Referring expression data:
>>>>

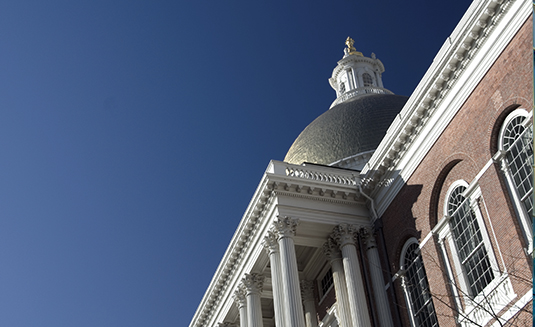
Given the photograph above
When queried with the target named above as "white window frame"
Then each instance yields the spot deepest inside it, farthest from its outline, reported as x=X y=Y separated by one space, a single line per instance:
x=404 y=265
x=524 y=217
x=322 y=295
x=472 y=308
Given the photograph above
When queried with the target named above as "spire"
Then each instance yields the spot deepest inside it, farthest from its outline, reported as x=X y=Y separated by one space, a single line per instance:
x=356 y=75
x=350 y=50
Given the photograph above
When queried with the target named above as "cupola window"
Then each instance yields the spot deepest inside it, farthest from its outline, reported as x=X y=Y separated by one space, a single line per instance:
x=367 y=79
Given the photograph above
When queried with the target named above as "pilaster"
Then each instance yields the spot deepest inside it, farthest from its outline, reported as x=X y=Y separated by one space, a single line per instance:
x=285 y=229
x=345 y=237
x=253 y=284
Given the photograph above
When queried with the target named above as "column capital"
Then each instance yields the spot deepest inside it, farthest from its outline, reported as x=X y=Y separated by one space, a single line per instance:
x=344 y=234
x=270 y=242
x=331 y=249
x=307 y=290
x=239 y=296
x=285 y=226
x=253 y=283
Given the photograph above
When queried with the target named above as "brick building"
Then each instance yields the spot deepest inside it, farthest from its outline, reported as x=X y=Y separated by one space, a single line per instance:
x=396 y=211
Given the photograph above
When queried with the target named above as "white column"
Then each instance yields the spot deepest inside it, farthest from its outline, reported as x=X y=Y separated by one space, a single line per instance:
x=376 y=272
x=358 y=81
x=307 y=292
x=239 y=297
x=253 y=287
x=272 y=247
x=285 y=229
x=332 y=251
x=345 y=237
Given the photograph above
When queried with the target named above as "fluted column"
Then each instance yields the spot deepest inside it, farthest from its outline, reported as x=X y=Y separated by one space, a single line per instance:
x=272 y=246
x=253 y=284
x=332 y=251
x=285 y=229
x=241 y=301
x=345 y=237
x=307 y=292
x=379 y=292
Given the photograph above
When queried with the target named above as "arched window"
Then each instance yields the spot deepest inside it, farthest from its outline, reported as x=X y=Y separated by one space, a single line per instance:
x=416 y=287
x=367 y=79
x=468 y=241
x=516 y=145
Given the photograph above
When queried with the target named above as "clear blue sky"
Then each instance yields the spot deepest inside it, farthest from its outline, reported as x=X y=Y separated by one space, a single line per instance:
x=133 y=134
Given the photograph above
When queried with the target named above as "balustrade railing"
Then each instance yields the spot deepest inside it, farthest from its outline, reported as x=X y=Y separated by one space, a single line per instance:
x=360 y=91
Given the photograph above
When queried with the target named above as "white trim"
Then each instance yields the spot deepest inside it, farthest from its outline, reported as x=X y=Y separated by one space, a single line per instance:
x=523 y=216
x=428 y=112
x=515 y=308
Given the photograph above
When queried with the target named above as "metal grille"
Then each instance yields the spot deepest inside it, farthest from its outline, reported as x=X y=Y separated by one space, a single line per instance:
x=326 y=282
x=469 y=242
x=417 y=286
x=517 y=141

<<<<
>>>>

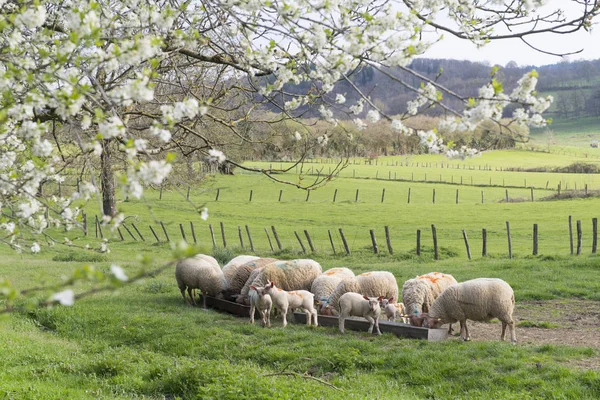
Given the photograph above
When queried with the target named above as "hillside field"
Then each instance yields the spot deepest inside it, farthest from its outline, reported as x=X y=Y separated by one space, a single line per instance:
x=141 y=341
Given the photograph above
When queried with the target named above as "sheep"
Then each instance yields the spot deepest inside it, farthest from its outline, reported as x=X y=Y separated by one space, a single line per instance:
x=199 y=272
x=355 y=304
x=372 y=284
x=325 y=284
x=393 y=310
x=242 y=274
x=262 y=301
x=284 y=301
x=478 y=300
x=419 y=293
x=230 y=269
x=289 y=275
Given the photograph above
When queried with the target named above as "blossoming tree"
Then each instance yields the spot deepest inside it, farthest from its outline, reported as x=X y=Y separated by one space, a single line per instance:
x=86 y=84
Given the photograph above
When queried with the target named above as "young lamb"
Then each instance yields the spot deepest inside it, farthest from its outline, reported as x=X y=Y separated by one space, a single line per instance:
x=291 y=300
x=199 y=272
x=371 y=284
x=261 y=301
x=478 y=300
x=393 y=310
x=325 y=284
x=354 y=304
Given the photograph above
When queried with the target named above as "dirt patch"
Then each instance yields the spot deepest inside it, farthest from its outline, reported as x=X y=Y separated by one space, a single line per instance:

<<<<

The lines you return should be those above that contain the word "white", every one of them.

Solution to the problem:
When queried with the target named above as "white window frame"
When queried with the target named above as "white column"
When queried with the target named above as "white trim"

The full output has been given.